• _Exercise_: Set down again, exactly and only, the lines from the one that contains "Study the image above and locate green artificial" through the last line of the records below, both included, but not the pictures.
(Source records)
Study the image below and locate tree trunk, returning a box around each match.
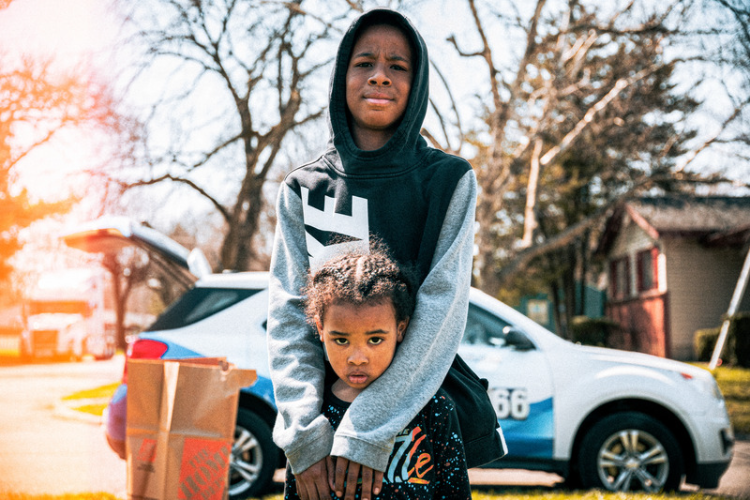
[521,138,544,248]
[221,178,264,271]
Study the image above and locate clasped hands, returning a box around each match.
[294,456,384,500]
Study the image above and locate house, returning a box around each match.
[596,195,750,360]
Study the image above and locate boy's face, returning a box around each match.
[345,24,413,149]
[316,301,407,400]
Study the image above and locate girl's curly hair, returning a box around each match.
[304,244,417,330]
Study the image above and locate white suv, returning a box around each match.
[64,217,734,499]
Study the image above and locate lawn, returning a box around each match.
[0,495,122,500]
[61,381,120,417]
[0,492,738,500]
[711,364,750,436]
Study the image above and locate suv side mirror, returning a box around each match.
[503,327,535,351]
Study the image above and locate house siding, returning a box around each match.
[662,238,750,360]
[606,218,668,357]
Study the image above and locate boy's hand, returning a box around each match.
[332,457,383,500]
[295,456,334,500]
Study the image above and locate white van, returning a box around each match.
[20,268,117,361]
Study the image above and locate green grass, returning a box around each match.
[0,494,122,500]
[0,492,738,500]
[61,382,120,402]
[711,364,750,435]
[70,402,109,416]
[252,492,736,500]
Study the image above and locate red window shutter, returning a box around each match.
[610,260,618,298]
[636,252,644,292]
[651,247,659,289]
[624,257,631,297]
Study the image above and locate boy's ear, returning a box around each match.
[315,316,325,341]
[397,317,409,343]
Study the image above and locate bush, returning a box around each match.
[694,327,727,362]
[570,316,621,347]
[732,313,750,368]
[693,312,750,366]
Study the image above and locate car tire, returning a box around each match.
[577,411,683,492]
[229,408,279,499]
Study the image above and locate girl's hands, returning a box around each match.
[332,456,383,500]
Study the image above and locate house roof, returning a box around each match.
[628,196,750,234]
[597,195,750,255]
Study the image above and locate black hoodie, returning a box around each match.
[267,8,504,474]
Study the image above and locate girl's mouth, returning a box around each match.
[348,373,368,385]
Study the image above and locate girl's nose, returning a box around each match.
[348,349,367,365]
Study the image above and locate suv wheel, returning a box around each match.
[229,408,279,499]
[578,411,683,492]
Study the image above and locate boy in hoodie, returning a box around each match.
[267,8,506,500]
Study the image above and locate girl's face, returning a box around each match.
[316,300,408,402]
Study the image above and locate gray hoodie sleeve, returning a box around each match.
[330,169,477,472]
[267,182,333,474]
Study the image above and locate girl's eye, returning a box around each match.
[369,337,384,345]
[333,338,348,346]
[392,64,408,72]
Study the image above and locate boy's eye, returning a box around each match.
[333,338,348,346]
[369,337,384,345]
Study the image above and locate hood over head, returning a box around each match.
[326,9,430,175]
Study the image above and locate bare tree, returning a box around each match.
[448,0,748,300]
[0,53,115,286]
[106,0,357,271]
[712,0,750,81]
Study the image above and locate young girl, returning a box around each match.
[283,248,471,500]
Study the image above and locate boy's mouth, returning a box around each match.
[363,94,392,106]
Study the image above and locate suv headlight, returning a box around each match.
[683,371,724,401]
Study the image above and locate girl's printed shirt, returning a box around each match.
[283,387,472,500]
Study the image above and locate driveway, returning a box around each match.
[0,354,747,498]
[0,355,127,497]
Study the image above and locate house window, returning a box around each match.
[610,256,630,300]
[636,248,659,292]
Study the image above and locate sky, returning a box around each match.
[0,0,114,61]
[0,0,121,280]
[0,0,119,205]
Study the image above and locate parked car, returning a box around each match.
[64,217,735,499]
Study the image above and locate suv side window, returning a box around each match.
[148,288,262,331]
[463,304,513,347]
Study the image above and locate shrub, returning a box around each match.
[693,312,750,366]
[694,327,726,362]
[732,313,750,368]
[570,316,621,347]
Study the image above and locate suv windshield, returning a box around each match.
[148,287,263,331]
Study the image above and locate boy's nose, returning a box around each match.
[368,66,391,86]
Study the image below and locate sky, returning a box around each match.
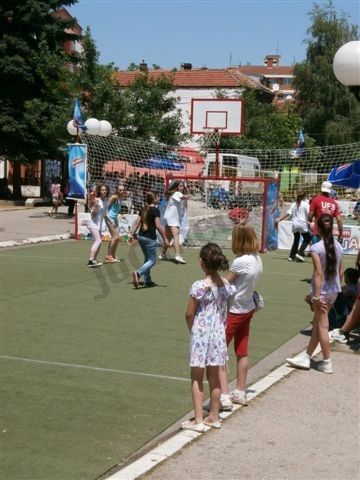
[69,0,359,70]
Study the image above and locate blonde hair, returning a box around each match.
[232,223,259,255]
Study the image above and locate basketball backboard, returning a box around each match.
[190,98,244,135]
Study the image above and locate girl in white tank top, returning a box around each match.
[87,184,109,268]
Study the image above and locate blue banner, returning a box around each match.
[67,144,87,199]
[264,180,279,251]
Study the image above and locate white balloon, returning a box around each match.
[84,118,101,135]
[98,120,112,137]
[333,41,360,86]
[67,120,77,136]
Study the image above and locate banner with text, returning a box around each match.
[68,144,87,200]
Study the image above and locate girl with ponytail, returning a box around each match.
[287,214,343,374]
[128,192,169,288]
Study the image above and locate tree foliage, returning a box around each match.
[220,90,313,150]
[0,0,79,196]
[293,1,360,145]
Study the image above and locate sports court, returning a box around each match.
[1,239,355,480]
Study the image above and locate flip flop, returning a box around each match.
[203,419,221,429]
[181,421,206,432]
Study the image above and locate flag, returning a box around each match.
[73,98,86,130]
[290,129,305,158]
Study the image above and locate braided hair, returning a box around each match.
[200,243,229,272]
[317,214,337,280]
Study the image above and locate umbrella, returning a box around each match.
[327,160,360,189]
[144,156,184,171]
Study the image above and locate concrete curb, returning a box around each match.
[0,233,72,248]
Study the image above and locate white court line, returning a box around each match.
[0,355,189,383]
[107,345,322,480]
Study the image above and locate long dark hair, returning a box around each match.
[165,180,187,199]
[317,214,337,280]
[200,243,229,272]
[140,191,156,231]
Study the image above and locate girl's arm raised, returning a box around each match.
[185,296,198,331]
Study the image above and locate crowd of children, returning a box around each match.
[84,178,359,430]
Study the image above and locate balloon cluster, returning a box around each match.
[67,118,112,137]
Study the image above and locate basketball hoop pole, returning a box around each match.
[215,129,220,177]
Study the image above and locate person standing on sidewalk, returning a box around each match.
[276,191,312,262]
[182,243,234,432]
[308,181,343,245]
[287,214,344,374]
[129,192,169,288]
[219,223,263,409]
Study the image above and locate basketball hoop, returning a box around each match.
[202,128,223,148]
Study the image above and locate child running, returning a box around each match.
[129,192,169,287]
[87,184,109,268]
[287,214,343,373]
[182,243,234,432]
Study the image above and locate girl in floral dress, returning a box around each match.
[182,243,235,432]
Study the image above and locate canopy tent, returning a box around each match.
[143,156,184,171]
[177,147,205,164]
[327,160,360,189]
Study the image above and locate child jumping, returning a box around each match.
[182,243,234,432]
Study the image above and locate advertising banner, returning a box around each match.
[77,213,138,241]
[67,144,87,200]
[264,181,279,251]
[278,221,359,255]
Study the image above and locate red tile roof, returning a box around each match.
[234,66,294,76]
[114,69,273,93]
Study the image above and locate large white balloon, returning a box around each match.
[67,120,77,136]
[333,41,360,86]
[98,120,112,137]
[84,118,101,135]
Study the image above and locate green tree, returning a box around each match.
[121,73,185,145]
[0,0,79,198]
[293,1,360,145]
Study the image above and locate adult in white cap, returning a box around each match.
[308,181,343,245]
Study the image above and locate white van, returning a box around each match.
[203,153,261,178]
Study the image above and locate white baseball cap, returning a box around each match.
[321,181,332,193]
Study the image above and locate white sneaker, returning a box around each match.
[158,253,167,260]
[175,255,186,264]
[288,257,294,262]
[220,394,233,411]
[286,353,310,370]
[330,328,348,344]
[230,389,248,405]
[317,360,334,374]
[295,253,305,262]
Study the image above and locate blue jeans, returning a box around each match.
[137,235,157,284]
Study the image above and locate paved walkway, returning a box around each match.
[1,203,359,480]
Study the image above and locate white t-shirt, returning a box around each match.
[228,254,263,314]
[287,200,309,233]
[164,191,184,227]
[88,198,107,230]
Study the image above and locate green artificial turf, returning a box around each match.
[0,241,354,479]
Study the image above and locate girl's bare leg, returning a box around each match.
[190,367,205,424]
[236,355,249,391]
[307,302,331,359]
[219,363,230,396]
[205,366,220,423]
[171,226,180,256]
[161,226,172,255]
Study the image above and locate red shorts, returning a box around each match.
[226,310,255,357]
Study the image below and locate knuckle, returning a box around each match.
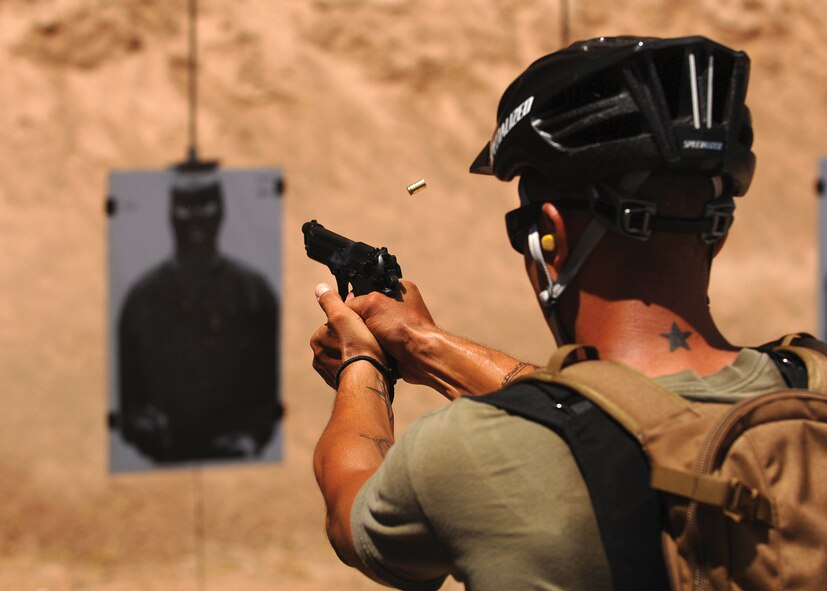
[310,331,325,349]
[326,309,344,323]
[363,292,383,309]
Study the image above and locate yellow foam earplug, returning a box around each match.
[540,234,556,252]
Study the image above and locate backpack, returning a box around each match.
[476,334,827,591]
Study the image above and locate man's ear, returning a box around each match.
[540,202,568,271]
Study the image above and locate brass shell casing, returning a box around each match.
[406,179,427,195]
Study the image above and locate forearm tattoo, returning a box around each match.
[359,434,392,458]
[502,362,531,387]
[366,376,394,427]
[660,321,692,352]
[360,375,394,459]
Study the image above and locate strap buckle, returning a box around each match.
[723,479,760,522]
[620,200,657,240]
[589,184,657,241]
[701,197,735,244]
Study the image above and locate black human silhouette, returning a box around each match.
[117,170,282,463]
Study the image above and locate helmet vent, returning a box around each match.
[647,45,735,129]
[534,89,647,148]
(End Source records)
• _Written answer_:
Study the image above and locate green artificial turf, returning a box around each match.
[0,241,354,479]
Study the image above and locate girl's bare leg, returning a box around each match.
[190,367,205,424]
[236,355,249,391]
[307,302,331,359]
[219,363,230,396]
[205,366,220,423]
[171,226,180,256]
[161,226,172,255]
Study the image above and locate red shorts, returning a box around each match.
[226,310,255,357]
Study the image below and locate knuckle, returning a box around each match.
[310,331,325,349]
[326,309,344,323]
[363,292,383,309]
Study the image above and locate yellow foam earplug, returning a box around each match.
[540,234,556,252]
Study the image above and locate backpack, returning a box around each match.
[476,334,827,591]
Study the image above and locate man's ear, returning a box around each match.
[540,202,568,271]
Study the image above and locate brass shell casing, returning a box around each match.
[406,179,427,195]
Study the image above and locate forearm tattoo, returning a box around each match.
[359,434,392,458]
[502,362,531,387]
[366,376,394,427]
[660,321,692,352]
[360,375,394,459]
Study the image above and locate strap buckle, returning a box around each match.
[723,479,760,522]
[620,200,657,240]
[589,184,657,241]
[701,197,735,244]
Study the image above and locate black human silhouette, returning a box around each match.
[117,170,282,463]
Study the image above and locate helmet vent, returning a box around each match.
[647,45,735,129]
[534,89,647,148]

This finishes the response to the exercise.